*Action requise 1*
Imprimez, dans le texte sur Jean-François Parent, tout ce qui va de « Autour du couple, c'est » jusqu'à « de les rassurer. ».
*Action requise 2*
Fournissez la suite du texte sur Jean-François Parent, devenu père à 15 ans, à partir de sa dernière phrase.

*Texte de la page*
Lorsqu'il était en troisième secondaire, le monde de Jean-François Parent a explosé. Sa copine est devenue enceinte. Il avait 15 ans. Elle aussi. Pas question de se faire avorter. Le raz-de-marée extrême.

Pourtant, leur vie s'annonçait belle, presque banale. Des ados ordinaires qui vont à l'école, ont des amis et de bons parents.

 

Autour du couple, c'est l'état d'alerte. Les parents s'inquiètent des finances de leurs ados, voient leur avenir d'un oeil sombre. Les futurs parents tentent de les rassurer.

«Je ne pensais pas que c'était si dramatique. À 15 ans, c'est difficile de savoir dans quoi on s'embarque», reconnaît Jean-François.

La petite Valérie (nom fictif) naît et est chouchoutée par la famille. Le jeune couple éclate malgré tout. «On a vécu ensemble à 16 ans, mais ce n'était pas un contrat de vie commune.» Comme sa copine, Jean-François quitte l'école avec en poche son diplôme de troisième secondaire. Il s'accroche à de petits boulots: serveur, courrier à vélo, manutentionnaire. La mère vit d'aide sociale.

Durant la petite enfance de Valérie, il les voit sporadiquement. «J'ai voyagé, fait mon cégep en cours du soir, mon bac...» Mais à 9 ans, la petite atterrit chez lui. En permanence. Second choc.

Le regard dérangeant de la société

Sa nouvelle vie de famille l'enchante, mais le regard de la société le dérange. «Un gars de 24 ans qui s'occupe de sa fille, ça étonne!»

*Données à examiner*
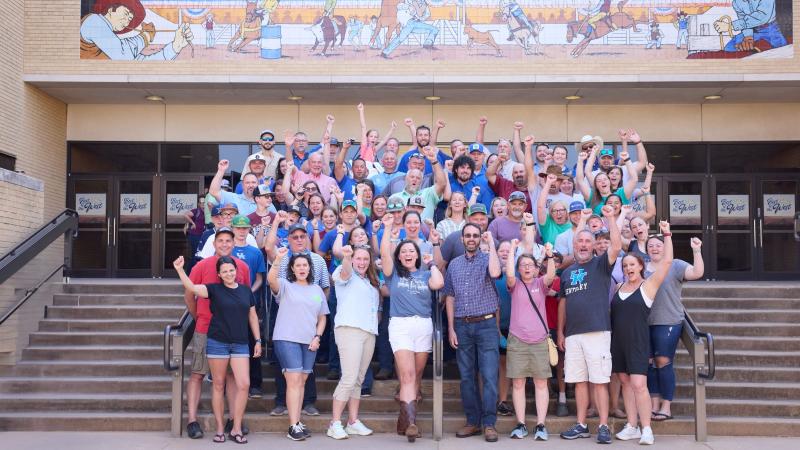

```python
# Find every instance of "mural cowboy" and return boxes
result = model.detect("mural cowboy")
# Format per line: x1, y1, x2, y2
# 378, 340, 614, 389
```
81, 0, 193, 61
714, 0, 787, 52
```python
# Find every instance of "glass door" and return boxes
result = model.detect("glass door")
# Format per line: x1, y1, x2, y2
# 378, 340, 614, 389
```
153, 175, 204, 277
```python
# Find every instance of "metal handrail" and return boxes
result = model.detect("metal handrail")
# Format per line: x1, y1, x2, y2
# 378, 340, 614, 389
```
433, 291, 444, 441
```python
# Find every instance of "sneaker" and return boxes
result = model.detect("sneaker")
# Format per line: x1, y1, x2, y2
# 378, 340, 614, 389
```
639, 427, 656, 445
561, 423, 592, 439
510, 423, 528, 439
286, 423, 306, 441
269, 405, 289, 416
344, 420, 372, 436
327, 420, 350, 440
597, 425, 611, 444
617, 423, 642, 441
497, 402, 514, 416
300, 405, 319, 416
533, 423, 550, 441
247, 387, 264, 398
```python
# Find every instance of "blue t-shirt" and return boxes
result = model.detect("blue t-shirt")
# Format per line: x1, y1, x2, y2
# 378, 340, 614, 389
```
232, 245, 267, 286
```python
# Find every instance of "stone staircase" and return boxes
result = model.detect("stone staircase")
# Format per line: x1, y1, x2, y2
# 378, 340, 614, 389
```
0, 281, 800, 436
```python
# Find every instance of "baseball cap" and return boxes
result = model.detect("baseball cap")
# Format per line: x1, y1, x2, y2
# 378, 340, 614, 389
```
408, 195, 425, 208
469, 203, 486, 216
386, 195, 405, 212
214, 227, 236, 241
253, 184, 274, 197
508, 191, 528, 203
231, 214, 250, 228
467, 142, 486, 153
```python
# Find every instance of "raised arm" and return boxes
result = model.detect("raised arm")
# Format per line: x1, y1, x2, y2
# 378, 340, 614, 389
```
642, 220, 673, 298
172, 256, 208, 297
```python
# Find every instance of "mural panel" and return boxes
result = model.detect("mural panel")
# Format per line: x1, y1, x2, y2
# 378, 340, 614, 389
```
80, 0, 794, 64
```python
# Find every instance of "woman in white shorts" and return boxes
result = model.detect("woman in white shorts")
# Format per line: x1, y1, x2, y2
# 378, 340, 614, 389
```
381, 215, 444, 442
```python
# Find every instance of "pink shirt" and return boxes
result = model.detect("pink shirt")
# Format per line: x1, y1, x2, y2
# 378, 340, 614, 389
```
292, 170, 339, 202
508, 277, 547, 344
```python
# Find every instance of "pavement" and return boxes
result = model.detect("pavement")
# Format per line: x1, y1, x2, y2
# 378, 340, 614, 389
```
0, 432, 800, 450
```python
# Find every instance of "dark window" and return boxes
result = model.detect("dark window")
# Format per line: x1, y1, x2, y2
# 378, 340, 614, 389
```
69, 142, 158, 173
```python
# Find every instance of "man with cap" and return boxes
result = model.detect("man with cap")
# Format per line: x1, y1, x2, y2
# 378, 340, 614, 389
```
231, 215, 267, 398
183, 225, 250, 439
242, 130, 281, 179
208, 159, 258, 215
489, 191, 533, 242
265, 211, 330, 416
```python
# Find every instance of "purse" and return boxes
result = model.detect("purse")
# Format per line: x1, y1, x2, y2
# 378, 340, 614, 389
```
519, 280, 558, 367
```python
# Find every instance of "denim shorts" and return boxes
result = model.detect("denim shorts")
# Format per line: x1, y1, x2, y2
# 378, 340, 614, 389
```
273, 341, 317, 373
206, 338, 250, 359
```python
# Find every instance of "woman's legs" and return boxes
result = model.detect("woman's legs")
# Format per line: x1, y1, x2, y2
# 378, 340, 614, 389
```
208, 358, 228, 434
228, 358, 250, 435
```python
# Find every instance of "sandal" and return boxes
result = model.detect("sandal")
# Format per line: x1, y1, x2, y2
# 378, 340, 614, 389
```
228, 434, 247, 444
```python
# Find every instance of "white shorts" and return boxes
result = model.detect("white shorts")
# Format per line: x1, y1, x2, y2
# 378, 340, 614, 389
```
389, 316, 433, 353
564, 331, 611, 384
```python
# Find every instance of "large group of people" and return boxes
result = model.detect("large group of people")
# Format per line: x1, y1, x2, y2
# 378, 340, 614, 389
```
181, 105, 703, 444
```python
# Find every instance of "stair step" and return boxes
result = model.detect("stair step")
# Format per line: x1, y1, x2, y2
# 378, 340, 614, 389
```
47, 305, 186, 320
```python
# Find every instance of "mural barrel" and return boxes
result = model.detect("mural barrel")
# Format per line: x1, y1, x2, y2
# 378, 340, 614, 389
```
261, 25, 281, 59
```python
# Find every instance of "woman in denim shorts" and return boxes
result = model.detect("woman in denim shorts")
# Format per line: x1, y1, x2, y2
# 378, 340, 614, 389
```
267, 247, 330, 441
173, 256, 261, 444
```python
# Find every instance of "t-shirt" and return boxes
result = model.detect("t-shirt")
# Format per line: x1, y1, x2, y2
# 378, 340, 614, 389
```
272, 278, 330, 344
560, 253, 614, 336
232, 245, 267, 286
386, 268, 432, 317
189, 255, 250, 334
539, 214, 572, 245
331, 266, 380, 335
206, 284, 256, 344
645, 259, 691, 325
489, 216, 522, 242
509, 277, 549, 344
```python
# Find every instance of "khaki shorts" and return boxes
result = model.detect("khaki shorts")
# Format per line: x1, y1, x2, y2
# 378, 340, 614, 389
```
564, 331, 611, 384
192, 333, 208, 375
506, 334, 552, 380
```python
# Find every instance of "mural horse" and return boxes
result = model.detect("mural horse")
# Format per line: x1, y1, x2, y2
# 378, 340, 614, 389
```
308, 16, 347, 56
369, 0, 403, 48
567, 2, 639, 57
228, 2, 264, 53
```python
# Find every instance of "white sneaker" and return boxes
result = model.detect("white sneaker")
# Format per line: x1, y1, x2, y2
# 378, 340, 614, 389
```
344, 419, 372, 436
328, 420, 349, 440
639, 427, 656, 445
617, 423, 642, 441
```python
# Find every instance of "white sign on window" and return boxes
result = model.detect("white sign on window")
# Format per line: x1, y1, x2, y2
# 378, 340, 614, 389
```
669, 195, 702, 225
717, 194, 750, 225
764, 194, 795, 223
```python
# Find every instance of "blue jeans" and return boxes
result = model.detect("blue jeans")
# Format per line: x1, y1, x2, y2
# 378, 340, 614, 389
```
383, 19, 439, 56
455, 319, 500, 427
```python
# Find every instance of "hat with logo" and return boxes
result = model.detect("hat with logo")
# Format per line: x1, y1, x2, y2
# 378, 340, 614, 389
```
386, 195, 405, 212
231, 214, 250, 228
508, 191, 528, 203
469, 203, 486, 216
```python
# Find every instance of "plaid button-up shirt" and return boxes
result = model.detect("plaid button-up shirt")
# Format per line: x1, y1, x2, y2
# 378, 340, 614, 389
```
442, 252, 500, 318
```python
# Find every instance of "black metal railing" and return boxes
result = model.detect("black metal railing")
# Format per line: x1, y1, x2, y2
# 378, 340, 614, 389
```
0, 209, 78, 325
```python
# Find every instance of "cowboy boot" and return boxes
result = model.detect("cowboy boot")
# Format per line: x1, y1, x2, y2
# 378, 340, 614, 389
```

*Espace de réponse 1*
Autour du couple, c'est l'état d'alerte. Les parents s'inquiètent des finances de leurs ados, voient leur avenir d'un oeil sombre. Les futurs parents tentent de les rassurer.

*Espace de réponse 2*
Au CLSC, quand il veut obtenir les résultats d'examens médicaux de Valérie, on lui fait comprendre que «c'est la mère, d'habitude, qui s'occupe de ça». Au service de garde de l'école, on hésite à lui remettre sa fille.

Était-ce son visage de jeunot qui déstabilisait les gens? L'étonnement de voir un père s'occuper seul de sa fille?

À l'adolescence de Valérie, nouveau choc. Elle vit à 400 à l'heure. Conflits, discussions, re-conflits, re-discussions. La crise est intense. À 18 ans, elle claque la porte pour emménager avec son copain. Un an plus tard, elle accouche d'une petite fille. Un souhait qu'elle caressait depuis longtemps.

Depuis, père et fille ont renoué. Tout doucement. Les années ingrates ont laissé des cicatrices. Ils se parlent chaque semaine. Jean-François, qui a 37 ans et qui a réussi sa vie professionnelle, visait les mêmes sommets pour sa fille. Peut-être pour ne pas laisser transparaître qu'il n'était pas à la hauteur de ce contrat à vie.